Referring expression data
|---|

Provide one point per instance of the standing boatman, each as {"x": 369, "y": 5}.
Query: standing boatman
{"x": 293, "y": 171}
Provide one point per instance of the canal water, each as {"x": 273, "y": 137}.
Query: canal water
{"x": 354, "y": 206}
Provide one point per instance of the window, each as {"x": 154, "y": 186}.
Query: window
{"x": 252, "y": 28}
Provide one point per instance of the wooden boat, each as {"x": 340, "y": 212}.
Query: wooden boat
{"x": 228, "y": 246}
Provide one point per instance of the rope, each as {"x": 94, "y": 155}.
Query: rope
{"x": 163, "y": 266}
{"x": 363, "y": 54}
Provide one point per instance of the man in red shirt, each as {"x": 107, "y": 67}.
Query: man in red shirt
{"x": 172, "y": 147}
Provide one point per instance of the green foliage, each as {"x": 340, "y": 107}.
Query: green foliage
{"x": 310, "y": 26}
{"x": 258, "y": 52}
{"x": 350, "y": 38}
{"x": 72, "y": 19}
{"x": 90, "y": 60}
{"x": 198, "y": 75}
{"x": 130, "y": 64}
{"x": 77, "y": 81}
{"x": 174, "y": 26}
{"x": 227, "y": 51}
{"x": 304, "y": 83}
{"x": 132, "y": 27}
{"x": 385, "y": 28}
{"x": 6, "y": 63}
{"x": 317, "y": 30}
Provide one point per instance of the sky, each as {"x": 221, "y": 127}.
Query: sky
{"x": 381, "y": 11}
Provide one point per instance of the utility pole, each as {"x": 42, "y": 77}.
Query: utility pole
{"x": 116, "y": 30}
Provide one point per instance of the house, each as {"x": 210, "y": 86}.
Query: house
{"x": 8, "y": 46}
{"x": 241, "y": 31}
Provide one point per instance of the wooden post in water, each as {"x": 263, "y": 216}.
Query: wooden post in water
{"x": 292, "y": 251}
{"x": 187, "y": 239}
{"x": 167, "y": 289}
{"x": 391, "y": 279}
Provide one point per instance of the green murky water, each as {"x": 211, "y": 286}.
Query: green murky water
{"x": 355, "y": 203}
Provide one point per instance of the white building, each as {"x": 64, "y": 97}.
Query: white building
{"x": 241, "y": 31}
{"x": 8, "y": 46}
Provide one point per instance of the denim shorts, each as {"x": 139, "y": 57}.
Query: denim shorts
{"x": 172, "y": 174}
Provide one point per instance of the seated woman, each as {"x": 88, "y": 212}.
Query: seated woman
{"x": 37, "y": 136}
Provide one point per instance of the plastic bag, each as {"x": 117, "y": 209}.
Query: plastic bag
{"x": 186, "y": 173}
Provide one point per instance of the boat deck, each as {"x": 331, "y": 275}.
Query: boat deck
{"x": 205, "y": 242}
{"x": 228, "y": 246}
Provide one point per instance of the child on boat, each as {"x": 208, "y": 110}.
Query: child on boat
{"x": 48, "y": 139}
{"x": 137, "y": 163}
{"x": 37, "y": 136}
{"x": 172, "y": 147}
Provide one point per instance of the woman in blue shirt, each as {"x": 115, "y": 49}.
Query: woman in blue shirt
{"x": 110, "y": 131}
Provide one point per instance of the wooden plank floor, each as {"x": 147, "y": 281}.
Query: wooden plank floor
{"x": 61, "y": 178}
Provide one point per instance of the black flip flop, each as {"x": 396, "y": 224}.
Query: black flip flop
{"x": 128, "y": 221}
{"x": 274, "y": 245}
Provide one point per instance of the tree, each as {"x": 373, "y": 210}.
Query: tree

|---|

Return the records in their entirety. Keep every character as it is.

> _Result of the exercise_:
Provide one point per instance of the standing boatman, each as {"x": 369, "y": 5}.
Query: standing boatman
{"x": 293, "y": 171}
Provide one point per instance of the canal water, each as {"x": 273, "y": 137}.
Query: canal water
{"x": 354, "y": 206}
Provide one point per instance of the window, each as {"x": 154, "y": 186}.
Query: window
{"x": 252, "y": 28}
Provide one point per instance of the wooden boat, each as {"x": 340, "y": 212}.
Query: wooden boat
{"x": 228, "y": 246}
Provide one point per instance of the rope, each as {"x": 94, "y": 155}.
Query: rope
{"x": 163, "y": 266}
{"x": 363, "y": 54}
Provide one point per instance of the man in red shirt, each as {"x": 107, "y": 67}.
Query: man in red shirt
{"x": 172, "y": 147}
Provide one point per instance of the green foliage, each as {"x": 340, "y": 107}.
Query: green foliage
{"x": 310, "y": 26}
{"x": 258, "y": 52}
{"x": 350, "y": 38}
{"x": 72, "y": 19}
{"x": 90, "y": 60}
{"x": 198, "y": 75}
{"x": 130, "y": 64}
{"x": 77, "y": 81}
{"x": 174, "y": 26}
{"x": 227, "y": 51}
{"x": 304, "y": 83}
{"x": 132, "y": 27}
{"x": 385, "y": 28}
{"x": 6, "y": 63}
{"x": 317, "y": 30}
Provide one point per instance of the sky, each as {"x": 221, "y": 127}.
Query: sky
{"x": 381, "y": 11}
Provide one point per instance of the utility pole, each as {"x": 42, "y": 77}.
Query: utility pole
{"x": 116, "y": 30}
Provide one point per instance of the house, each as {"x": 210, "y": 86}.
Query: house
{"x": 8, "y": 46}
{"x": 241, "y": 31}
Provide one point per instance of the wooden post in water, each as {"x": 263, "y": 216}.
Query: wooden post in water
{"x": 292, "y": 251}
{"x": 187, "y": 239}
{"x": 167, "y": 289}
{"x": 391, "y": 279}
Provide one point per instance of the green murky water, each as {"x": 211, "y": 286}.
Query: green murky water
{"x": 355, "y": 203}
Provide one point per instance of the white building, each as {"x": 64, "y": 97}.
Query: white building
{"x": 241, "y": 31}
{"x": 8, "y": 46}
Provide one point per instance of the denim shorts, each as {"x": 139, "y": 57}.
Query: denim shorts
{"x": 172, "y": 174}
Provide one point per instance of the seated woman, each as {"x": 88, "y": 212}.
Query: seated woman
{"x": 37, "y": 136}
Provide one point per instance of the plastic bag, each as {"x": 117, "y": 209}.
Query: plastic bag
{"x": 186, "y": 173}
Provide one point per instance of the boat deck, each as {"x": 331, "y": 275}.
Query: boat deck
{"x": 205, "y": 242}
{"x": 228, "y": 246}
Provide one point per instance of the child on boat, each as {"x": 208, "y": 110}.
Query: child on boat
{"x": 48, "y": 139}
{"x": 137, "y": 163}
{"x": 37, "y": 136}
{"x": 172, "y": 147}
Provide one point per instance of the woman in blue shirt, each as {"x": 115, "y": 49}.
Query: woman in blue shirt
{"x": 110, "y": 131}
Provide one point per instance of the wooden plank floor, each as {"x": 147, "y": 281}.
Query: wooden plank floor
{"x": 61, "y": 178}
Provide one point per instance of the black flip flop, each as {"x": 396, "y": 224}.
Query: black flip flop
{"x": 128, "y": 221}
{"x": 274, "y": 245}
Provide one point per instance of the tree, each as {"x": 373, "y": 210}.
Query: tree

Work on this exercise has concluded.